Data entries
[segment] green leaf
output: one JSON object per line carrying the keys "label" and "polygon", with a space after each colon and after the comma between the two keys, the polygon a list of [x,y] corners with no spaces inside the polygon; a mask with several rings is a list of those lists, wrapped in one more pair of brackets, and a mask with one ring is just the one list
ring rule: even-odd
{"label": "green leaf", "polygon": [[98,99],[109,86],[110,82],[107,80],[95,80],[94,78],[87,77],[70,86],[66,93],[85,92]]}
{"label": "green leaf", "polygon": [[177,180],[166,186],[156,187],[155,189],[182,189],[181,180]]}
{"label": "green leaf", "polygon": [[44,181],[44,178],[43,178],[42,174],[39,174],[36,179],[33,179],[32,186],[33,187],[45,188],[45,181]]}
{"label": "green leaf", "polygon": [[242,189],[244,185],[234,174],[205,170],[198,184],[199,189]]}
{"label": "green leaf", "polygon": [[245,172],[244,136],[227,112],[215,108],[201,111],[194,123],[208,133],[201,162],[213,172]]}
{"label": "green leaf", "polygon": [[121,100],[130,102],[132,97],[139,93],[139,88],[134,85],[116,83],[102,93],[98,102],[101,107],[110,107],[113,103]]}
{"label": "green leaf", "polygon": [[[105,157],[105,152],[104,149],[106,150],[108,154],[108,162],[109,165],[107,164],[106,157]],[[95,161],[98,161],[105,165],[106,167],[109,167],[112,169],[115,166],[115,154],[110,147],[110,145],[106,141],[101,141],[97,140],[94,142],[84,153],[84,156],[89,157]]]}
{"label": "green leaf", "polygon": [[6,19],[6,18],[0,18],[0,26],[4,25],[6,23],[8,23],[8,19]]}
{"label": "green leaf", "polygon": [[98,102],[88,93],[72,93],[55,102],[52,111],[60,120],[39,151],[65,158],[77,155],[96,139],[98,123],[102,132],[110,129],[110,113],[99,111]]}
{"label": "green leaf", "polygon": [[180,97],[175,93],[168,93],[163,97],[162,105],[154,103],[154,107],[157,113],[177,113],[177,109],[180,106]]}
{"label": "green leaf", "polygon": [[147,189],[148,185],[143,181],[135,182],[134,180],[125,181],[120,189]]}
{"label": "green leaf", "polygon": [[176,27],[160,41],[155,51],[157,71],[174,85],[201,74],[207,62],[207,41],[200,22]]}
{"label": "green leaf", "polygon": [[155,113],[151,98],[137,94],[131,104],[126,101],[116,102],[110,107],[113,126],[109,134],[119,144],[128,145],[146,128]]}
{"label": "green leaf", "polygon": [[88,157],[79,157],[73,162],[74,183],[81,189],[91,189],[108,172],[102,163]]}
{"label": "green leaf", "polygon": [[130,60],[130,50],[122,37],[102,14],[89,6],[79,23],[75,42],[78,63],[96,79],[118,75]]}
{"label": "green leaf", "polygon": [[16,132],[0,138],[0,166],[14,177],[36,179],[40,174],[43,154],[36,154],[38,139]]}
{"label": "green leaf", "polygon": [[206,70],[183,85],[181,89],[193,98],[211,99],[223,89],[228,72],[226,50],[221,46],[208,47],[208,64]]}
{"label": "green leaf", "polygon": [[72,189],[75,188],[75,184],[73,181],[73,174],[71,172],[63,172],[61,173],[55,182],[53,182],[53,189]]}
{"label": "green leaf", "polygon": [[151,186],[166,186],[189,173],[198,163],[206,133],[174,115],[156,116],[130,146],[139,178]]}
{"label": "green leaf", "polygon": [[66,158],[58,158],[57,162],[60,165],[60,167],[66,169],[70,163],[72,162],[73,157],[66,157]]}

Task item: Word for word, output the lines of the data from its first line through the line where "output: one JSON" appears, and stop there.

Answer for this exercise:
[segment] green leaf
output: one JSON object per line carrying the keys "label" and "polygon", with a space after each colon and after the comma between the two keys, the polygon a list of [x,y] corners with no spaces inside the polygon; a mask with several rings is a list of those lists, wrapped in one more pair of brackets, and a mask with one ring is just the one list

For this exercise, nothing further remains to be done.